- [Task instructions]
Copy only the lines from the one containing "shirtless man in the photo above." through the final line of the records below, exactly as written, with no pictures.

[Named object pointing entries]
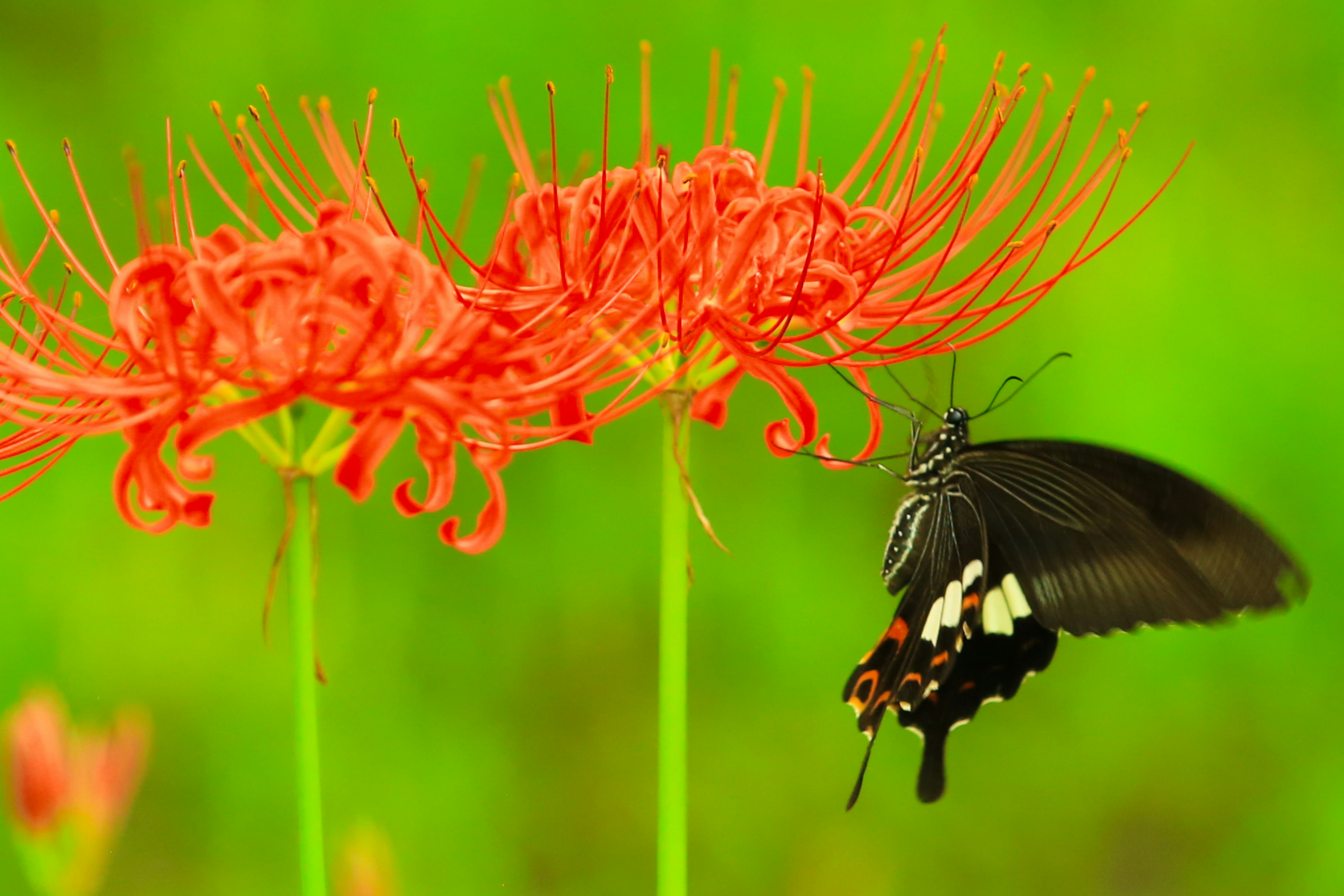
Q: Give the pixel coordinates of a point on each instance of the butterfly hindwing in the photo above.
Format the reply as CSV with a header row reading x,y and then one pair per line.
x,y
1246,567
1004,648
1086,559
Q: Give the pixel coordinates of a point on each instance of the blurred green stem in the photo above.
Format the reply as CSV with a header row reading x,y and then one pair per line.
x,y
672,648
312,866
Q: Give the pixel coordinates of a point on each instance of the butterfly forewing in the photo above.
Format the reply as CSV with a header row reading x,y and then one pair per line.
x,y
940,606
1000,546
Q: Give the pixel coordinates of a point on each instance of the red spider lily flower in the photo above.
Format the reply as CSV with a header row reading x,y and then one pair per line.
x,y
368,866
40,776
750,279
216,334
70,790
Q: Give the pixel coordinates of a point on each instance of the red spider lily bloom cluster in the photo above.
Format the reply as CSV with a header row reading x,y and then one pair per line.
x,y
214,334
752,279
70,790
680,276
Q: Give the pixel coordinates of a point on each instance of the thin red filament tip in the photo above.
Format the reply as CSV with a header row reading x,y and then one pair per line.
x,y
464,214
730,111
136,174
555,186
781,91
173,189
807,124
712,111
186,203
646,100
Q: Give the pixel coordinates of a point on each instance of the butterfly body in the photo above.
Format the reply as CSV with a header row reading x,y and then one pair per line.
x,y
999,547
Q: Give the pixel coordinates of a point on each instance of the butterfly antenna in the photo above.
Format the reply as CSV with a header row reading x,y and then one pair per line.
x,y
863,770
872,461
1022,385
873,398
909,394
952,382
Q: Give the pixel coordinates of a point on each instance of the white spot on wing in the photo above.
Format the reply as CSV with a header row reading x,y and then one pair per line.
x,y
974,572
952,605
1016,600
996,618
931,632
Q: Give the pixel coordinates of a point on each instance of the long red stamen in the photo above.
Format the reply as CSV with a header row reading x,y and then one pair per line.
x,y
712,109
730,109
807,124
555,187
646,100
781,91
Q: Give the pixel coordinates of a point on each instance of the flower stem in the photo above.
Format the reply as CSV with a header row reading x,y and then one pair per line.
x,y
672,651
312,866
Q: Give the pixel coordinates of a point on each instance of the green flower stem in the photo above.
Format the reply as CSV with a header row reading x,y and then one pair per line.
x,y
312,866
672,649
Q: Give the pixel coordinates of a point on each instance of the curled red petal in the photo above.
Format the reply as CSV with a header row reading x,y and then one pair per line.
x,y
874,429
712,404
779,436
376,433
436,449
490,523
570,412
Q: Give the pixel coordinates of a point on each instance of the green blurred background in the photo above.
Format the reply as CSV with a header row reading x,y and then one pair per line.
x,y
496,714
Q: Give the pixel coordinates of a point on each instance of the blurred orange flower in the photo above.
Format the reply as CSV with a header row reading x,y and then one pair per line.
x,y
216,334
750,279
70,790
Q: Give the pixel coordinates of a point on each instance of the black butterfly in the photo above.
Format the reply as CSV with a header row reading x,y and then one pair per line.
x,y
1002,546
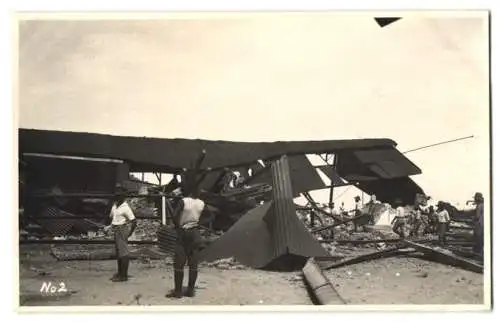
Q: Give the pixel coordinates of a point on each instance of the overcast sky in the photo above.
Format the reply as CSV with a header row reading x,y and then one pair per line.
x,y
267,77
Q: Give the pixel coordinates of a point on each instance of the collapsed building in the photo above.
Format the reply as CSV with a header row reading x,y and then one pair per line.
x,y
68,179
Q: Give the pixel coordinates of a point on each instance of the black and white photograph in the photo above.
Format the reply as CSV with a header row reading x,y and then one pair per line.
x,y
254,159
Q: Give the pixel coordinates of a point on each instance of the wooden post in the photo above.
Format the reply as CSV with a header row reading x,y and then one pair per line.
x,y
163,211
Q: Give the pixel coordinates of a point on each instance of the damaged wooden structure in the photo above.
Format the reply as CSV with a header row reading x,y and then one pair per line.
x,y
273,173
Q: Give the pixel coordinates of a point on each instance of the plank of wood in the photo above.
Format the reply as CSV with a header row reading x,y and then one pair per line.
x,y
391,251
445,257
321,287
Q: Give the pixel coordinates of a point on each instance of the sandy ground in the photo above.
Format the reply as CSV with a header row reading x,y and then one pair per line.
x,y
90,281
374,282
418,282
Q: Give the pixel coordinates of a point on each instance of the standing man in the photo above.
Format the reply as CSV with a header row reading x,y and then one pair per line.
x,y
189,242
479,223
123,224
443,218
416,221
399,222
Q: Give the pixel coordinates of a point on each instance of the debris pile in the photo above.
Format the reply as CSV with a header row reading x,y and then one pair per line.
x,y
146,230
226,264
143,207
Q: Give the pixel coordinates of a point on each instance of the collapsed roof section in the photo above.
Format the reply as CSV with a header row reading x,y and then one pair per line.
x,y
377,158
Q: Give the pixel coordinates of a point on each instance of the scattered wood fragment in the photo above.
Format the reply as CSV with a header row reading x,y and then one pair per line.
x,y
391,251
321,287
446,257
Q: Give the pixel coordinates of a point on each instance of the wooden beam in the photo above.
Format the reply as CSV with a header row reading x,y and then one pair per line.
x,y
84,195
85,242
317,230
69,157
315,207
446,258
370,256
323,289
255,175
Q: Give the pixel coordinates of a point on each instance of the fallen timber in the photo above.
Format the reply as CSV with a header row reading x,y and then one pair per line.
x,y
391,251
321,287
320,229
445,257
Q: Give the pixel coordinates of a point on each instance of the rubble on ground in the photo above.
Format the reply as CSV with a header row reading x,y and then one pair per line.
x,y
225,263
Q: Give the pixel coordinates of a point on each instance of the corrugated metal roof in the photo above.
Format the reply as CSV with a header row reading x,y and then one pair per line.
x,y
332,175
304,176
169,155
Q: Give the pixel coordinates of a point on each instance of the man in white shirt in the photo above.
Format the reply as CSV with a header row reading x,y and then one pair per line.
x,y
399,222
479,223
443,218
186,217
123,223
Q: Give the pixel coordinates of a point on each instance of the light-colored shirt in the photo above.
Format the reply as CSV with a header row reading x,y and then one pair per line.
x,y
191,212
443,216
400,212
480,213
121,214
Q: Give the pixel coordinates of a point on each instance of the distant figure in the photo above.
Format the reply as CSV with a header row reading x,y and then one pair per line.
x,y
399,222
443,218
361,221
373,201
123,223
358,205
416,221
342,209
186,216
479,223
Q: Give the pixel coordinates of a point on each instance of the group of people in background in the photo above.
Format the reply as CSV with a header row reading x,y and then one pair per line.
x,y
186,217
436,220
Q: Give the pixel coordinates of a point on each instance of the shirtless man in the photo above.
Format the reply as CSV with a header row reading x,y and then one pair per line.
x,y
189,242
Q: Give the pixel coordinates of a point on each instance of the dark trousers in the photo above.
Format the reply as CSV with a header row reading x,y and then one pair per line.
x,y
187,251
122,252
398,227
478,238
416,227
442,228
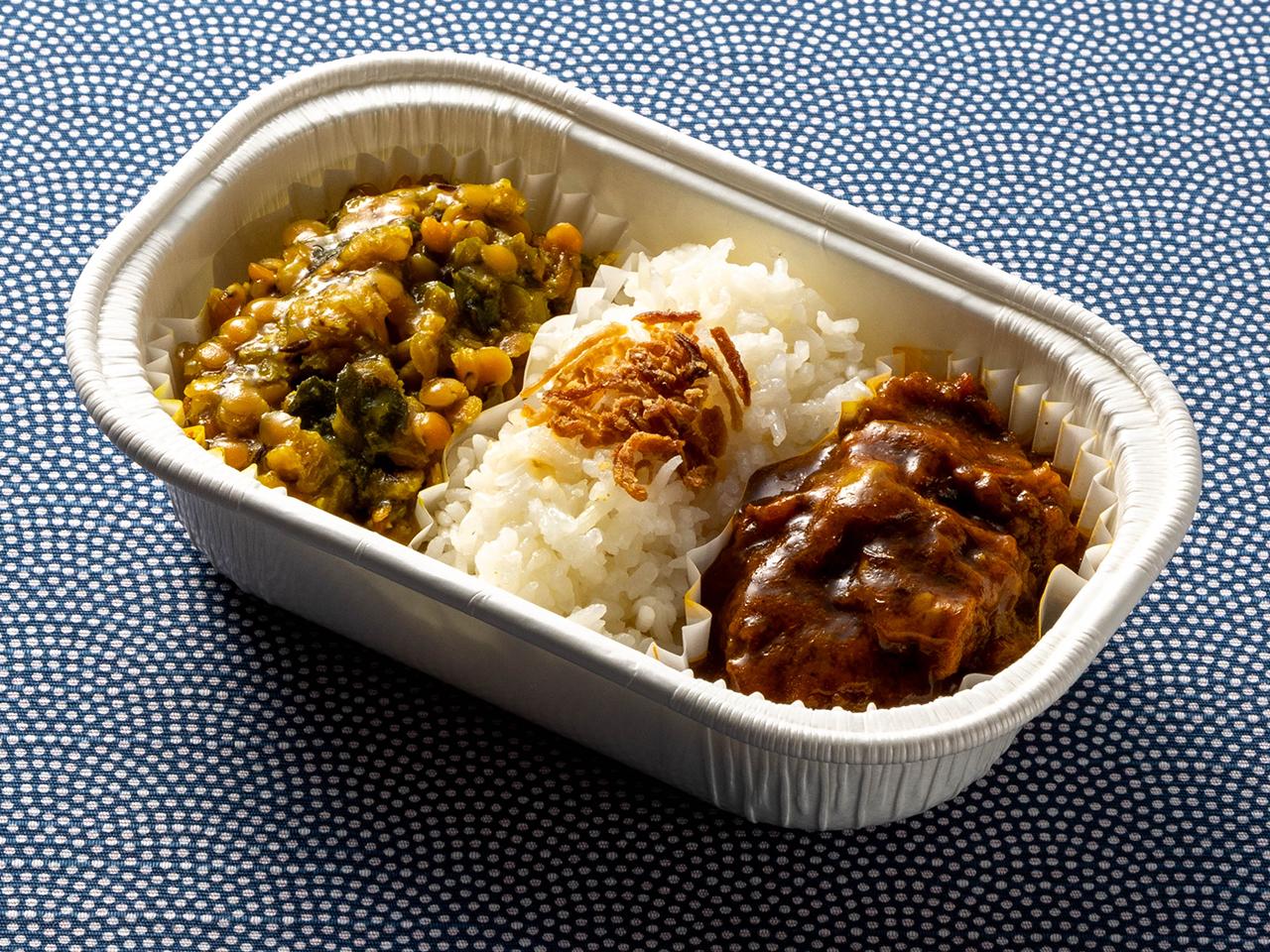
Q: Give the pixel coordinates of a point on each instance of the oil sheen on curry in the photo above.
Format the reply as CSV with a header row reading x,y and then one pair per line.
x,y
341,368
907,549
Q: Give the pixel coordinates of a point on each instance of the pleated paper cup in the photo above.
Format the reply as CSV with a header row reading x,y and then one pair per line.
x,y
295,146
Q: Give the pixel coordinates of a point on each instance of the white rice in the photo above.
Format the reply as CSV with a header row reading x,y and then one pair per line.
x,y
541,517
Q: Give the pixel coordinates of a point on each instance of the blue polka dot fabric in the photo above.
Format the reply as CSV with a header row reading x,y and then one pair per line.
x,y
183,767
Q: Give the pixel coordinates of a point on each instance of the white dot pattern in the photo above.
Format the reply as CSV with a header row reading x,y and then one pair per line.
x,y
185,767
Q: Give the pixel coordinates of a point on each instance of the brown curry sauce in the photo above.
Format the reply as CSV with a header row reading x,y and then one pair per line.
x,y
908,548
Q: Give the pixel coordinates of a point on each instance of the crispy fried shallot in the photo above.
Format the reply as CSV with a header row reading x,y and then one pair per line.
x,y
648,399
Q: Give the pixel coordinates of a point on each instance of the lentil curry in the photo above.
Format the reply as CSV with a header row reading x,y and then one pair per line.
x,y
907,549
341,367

- [Response]
Q: Give the pixel coordinates of a point on each instance of the shirtless man in the photo above.
Format the reply as CSV with a header row reading x,y and then one pair per line.
x,y
189,242
Q: Give the pixel coordinates of a point on each instance of the dark trousers in the photo above.
Format the reply as CSV with a header row reading x,y and then one pair per line.
x,y
187,251
122,252
398,227
478,238
416,227
442,228
Q: Give the pixel coordinates of a point on each instance of the oil sheen on curry in the photo above.
Format the reply as CSV with a header row reading x,y and then one pair per line.
x,y
341,368
907,549
Q: Give the pixel coordinates of a point on each instance of the pleated paper cup in the photo above.
Format the reply as CSV with a header row reading x,y and then one pair per line.
x,y
295,146
Q: Give the pixel coordinates of a point on each instance of the white rice in the photo above.
Format the reply as CSV with a header row reading x,y and then one pair per line.
x,y
541,517
Q: Give the pixel coordinates of a point on each instance of the blue polka dot fabric in the photo above.
Format the reply as CSV with a header row reading x,y and then one pair per line.
x,y
183,767
Q: Give the pixel coordinates of a point on each instance of the white dot pattern in the photo above.
Format the reply as CSV with a header row reading x,y and then one pair per line.
x,y
185,767
Q: Give the pixel coordinates of a point on each instance of the brown curry sauce in the photo above.
Format the reply as CSV with a header row reading x,y and then one pair per line.
x,y
908,548
Q: Give the pixel coordinates of a point on each instance of the crispy fried shallot in the photo above.
Format the reply as CSV with a header row reading x,y and then one pair per line.
x,y
648,399
Q: Give the pixel coordinates of a point on each instance of the lentil curry in the photo above.
Format the reply as CSV with a header row reading x,y and then one pair per line.
x,y
907,549
341,367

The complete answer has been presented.